◆ Written exercise
Write out everything from "She covered a" down to "into the songs." in the article about Melissa Etheridge below, word for word.

◆ Selected passage
====

Melissa Etheridge may be known as one of the quintessential heartland rockers, but her two most recent albums show that soul music was very much a part of Etheridge’s musical education.
Etheridge, who grew up in Leavenworth, Kan., listening to Kansas City radio stations, said honest emotions embodied in the great soul songs influenced her own often-confessional lyrics.
“There was a radio station called WHB back when we just had AM (radio),” Etheridge said in a recent phone interview. “It was that kind of station that would play everything, a top 40 station. And you could hear Tammy Wynette, you could then hear Led Zeppelin, then you could hear Otis Redding. It didn’t narrow itself. All of those songs came through. And then you’d hear Motown and you’d hear pop music, just everything.
“So I didn’t have this sort of boundary, like oh, that’s not my music, at all. I felt it was this great big soup of music that was being made in America,” she said. “I thought it was some of the greatest stuff. And then I could hear Elvis Presley or I could hear the Beatles or the Rolling Stones, and you could hear the (soul) influence in their music, too. So I kind of felt like we were all trying to sing the same song in our own different ways.”
Etheridge, who has notched five platinum-selling albums in a catalog that now boasts 13 albums released since 1988, has very clearly demonstrated her love of soul music on her current album, “Memphis Rock and Soul,” released last year.
She covered a dozen songs from soul music’s golden age of the late 1960s/very early ’70s. Some of the tunes are well-known, such as Otis Redding’s “I’ve Been Loving You Too Long (To Stop Now)” and the Staple Singers’ “Respect Yourself” (which gets a lyrical update from Etheridge and co-writer Priscilla Renea), but other gems (like Barbara Stevens’ “Wait A Minute” and Rufus Thomas’ “Memphis Train”) are probably unfamiliar to all but true aficionados of the soul genre.
The performances on “Memphis Rock and Soul” crackle with energy (just note the thumping feel on Johnny Taylor’s “Who’s Making Love” and the insistent drive that lives up to Sam & Dave’s original version of “Hold On, I’m Coming”), and Etheridge’s vocals sound truly inspired as she breathes life into the songs.
“Memphis Rock and Soul” follows an album of original material, 2014’s “This Is M.E.,” that had more of a soulful bent than any of Etheridge’s earlier albums and put considerable emphasis on rhythm and groove. For Etheridge, doing “Memphis Rock and Soul” made sense coming off of that album.
“I think it was a natural step because it was the same new management team that helped me put together ‘This Is M.E.,’ ” Etheridge said. “They were the ones that came and said ‘Well, yeah, since you want to get more soulful, why don’t we go to the heart of soul and do a covers album?’ ‘A covers album? What do you mean, I’m a songwriter.’ And then I went, wait a minute, these are the songs I would have written had I been (able to). It comes from the same wellspring, so I said ‘Yeah, let’s do this.’ ”

====

◆ Data excerpts

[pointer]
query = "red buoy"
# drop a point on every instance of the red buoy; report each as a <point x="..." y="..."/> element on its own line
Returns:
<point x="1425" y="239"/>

====

◆ Result
She covered a dozen songs from soul music’s golden age of the late 1960s/very early ’70s. Some of the tunes are well-known, such as Otis Redding’s “I’ve Been Loving You Too Long (To Stop Now)” and the Staple Singers’ “Respect Yourself” (which gets a lyrical update from Etheridge and co-writer Priscilla Renea), but other gems (like Barbara Stevens’ “Wait A Minute” and Rufus Thomas’ “Memphis Train”) are probably unfamiliar to all but true aficionados of the soul genre.
The performances on “Memphis Rock and Soul” crackle with energy (just note the thumping feel on Johnny Taylor’s “Who’s Making Love” and the insistent drive that lives up to Sam & Dave’s original version of “Hold On, I’m Coming”), and Etheridge’s vocals sound truly inspired as she breathes life into the songs.